▸ **PROBLEM SET**
1. In the court opinion, on what date did the defendant cancel the contract by letter?
2. Pick up the court opinion after its final sentence and write what comes next.

▸ **ARTICLE**
········

Opinion
No. 8702
Opinion Filed April 9, 1918. Rehearing Denied July 16, 1918. Second Petition for Rehearing Denied January 7, 1919.
1. Evidence — Parol Evidence — Written Contract — Separate Parol Evidence.
Parol evidence is not admissible to vary the terms of a written contract, but parol evidence may be introduced to prove a separate parol agreement constituting a condition precedent to the taking effect of a written contract.
2. Depositions — Notice — Admissibility.
Depositions taken upon notice prescribed in section 5079, Rev. Laws 1910, are admissible in evidence whether taken within or without the state.
(Syllabus by Rummons, C.)Error from District Court, Carter County; W.F. Freeman, Judge.
Action by the Grand Rapids Showcase Company against the J. M. Hoard, Jr., Company. Judgment for plaintiff, and defendant brings error. Reversed and remanded for a new trial.
H.A. Ledbetter, for plaintiff in error.
Johnson McGill, for defendant in error.
This action was commenced by the defendant in error, hereinafter styled the plaintiff, against the plaintiff in error, hereinafter styled the defendant, to recover upon a written contract entered into by plaintiff and defendant for the sale by plaintiff to defendant of a set of store fixtures. The defendant answered, admitting that it signed said contract, but that the same was not signed by it as an executed contract but was subject to the approval of the plaintiff at its home office in Grand Rapids, Mich.; that said contract was signed upon the express oral condition that the plaintiff make good to the defendant certain other fixtures theretofore sold by plaintiff to defendant either by replacing said fixtures or by returning to defendant the purchase price thereof; that the defendant would not have signed said contract except for the oral promise of the agent of plaintiff to make good said fixtures, and that the representation of said agent was the sole inducement and cause of the execution of said contract; that the plaintiff had failed and refused to repair said fixtures or to return to defendant the purchase price thereof; that by reason of the breach by plaintiff of this oral agreement said written contract never became effective, and the defendant exercised its right to cancel said contract, which was done by letter of date June 30, 1914, before the time fixed for the performance of said contract. At the conclusion of the trial the court directed a verdict for the plaintiff. The defendant's motion for a new trial having been overruled, judgment was rendered for plaintiff upon the verdict, to reverse which the defendant prosecutes this proceeding in error.

········

▸ **DATA BLOCK**
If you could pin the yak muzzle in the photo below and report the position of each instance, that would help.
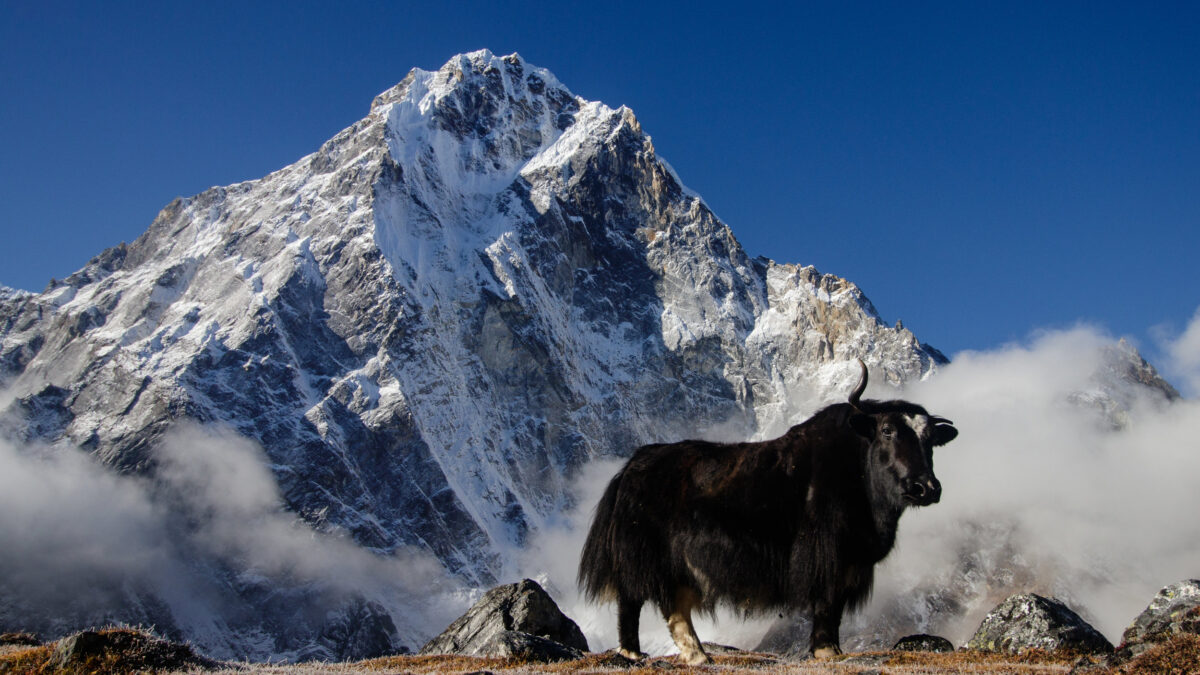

········

▸ **TASK-BY-TASK OUTPUTS**
1. June 30, 1914.

2.
At the trial the defendant offered to show that the written contract was signed by the defendant upon the express condition that the defendant had the right to cancel the same at any time before the shipping date. The defendant further offered to show that the agent of the plaintiff taking the order represented and promised as a condition of the signing by defendant of said contract that the plaintiff would make good certain other fixtures theretofore sold by plaintiff to defendants, either by repairing the same or by returning to defendant the purchase price thereof. The plaintiff objected to the offer of this testimony on the ground that it was an attempt to vary by parol the terms of a written contract. The objection was sustained by the court to which the defendant excepted.
In the case of Humphrey v. Timken Carriage Co., 12 Okla. 413, 75 P. 528, the territorial Supreme Court says:
"Oral testimony is not competent to change or vary the terms of a written instrument, but may be introduced to show that by an agreement of the parties at the time of its execution such instrument was executed by one and accepted by the other of the parties thereto, for a purpose wholly different from that alleged in the petition."
In Adams v. Thurmond, 48 Okla. 189, 149 P. 1141, this court says:
"Parol evidence is not admissible to vary the terms of a written contract, but the rule is equally well settled that parol evidence may be given to prove a separate parol agreement constituting a condition precedent to the attaching of any obligation under the written instrument."
In Gamble v. Riley, 39 Okla. 363, 135 P. 390, the court says:
"It is elementary that parol evidence is inadmissible to contradict or vary the terms of a valid written instrument. But the rule is almost equally well settled that parol evidence may be given to prove the existence of any separate parol agreement constituting a condition precedent to the attaching of any obligation under the written instrument; this is, not to vary the terms of a written instrument, but to prove that no contract was ever made; that its obligation never commenced."
Under the rule laid down by these cases was the evidence offered by the defendant competent? The contract itself contained this provision:
"It is expressly agreed that this order shall not be countermanded; this order is not modified or varied by any agreement not stated herein."
It is therefore apparent that the offer of defendant to prove that the contract was executed upon the express condition that it might be canceled by defendant at any time before the date of the shipment was in direct conflict with the express terms of the contract, and we are of the opinion that the trial court did not err in excluding defendant's offer of such testimony.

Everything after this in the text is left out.